> **Aim of the task**
Output the records exactly. Include every line.

====================

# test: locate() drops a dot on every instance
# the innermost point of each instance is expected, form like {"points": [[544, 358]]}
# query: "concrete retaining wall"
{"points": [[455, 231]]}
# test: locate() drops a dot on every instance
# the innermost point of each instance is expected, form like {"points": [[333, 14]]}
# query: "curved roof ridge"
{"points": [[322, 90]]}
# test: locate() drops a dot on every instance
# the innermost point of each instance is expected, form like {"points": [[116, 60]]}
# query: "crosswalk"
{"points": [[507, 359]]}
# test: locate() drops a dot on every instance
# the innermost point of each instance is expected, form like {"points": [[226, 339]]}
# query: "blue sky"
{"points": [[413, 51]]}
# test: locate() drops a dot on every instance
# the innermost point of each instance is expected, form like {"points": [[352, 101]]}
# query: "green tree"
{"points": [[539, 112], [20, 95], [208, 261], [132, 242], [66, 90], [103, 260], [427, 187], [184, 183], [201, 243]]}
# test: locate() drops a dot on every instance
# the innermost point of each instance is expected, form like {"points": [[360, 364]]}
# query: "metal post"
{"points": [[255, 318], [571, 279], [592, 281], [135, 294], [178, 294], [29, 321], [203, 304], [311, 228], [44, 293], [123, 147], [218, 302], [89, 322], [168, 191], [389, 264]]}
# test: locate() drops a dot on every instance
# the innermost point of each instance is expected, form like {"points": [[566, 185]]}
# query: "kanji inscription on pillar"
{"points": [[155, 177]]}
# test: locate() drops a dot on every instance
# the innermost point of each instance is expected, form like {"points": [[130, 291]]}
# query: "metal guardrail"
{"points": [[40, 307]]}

====================

> **Task result**
# test: locate() drops a dot on every instance
# the innermost point of each instance is expected, form like {"points": [[544, 358]]}
# query: "concrete retaining wall"
{"points": [[455, 231]]}
# test: locate() drops a dot on every instance
# the innermost point of each instance is expected, form like {"points": [[333, 14]]}
# query: "curved roof ridge"
{"points": [[322, 90]]}
# test: locate() drops a dot on every instance
# the innermost point of each instance is expected, form like {"points": [[116, 60]]}
# query: "crosswalk"
{"points": [[507, 359]]}
# test: locate() drops a dot on every instance
# the innermost point of each instance is expected, form like {"points": [[226, 339]]}
# query: "blue sky"
{"points": [[413, 51]]}
# test: locate() drops a dot on every instance
# the innermost point of each instance is expected, form like {"points": [[352, 101]]}
# query: "green tree"
{"points": [[539, 112], [20, 95], [208, 261], [132, 242], [66, 90], [103, 260], [427, 187], [184, 183], [201, 243]]}
# test: locate() drops a dot on every instance
# the innermost point of each instance is expected, form like {"points": [[360, 364]]}
# query: "metal post"
{"points": [[255, 318], [571, 279], [592, 281], [135, 294], [178, 294], [29, 321], [203, 304], [311, 228], [44, 293], [123, 147], [218, 302], [89, 322], [168, 191], [389, 264]]}
# test: locate() drops a dot on every instance
# the innermost point of each instance is expected, form like {"points": [[566, 185]]}
# query: "kanji inscription on pillar"
{"points": [[155, 177]]}
# test: locate() drops a dot on every instance
# the innermost point of each instance is expected, form like {"points": [[130, 291]]}
# query: "metal guardrail"
{"points": [[40, 307]]}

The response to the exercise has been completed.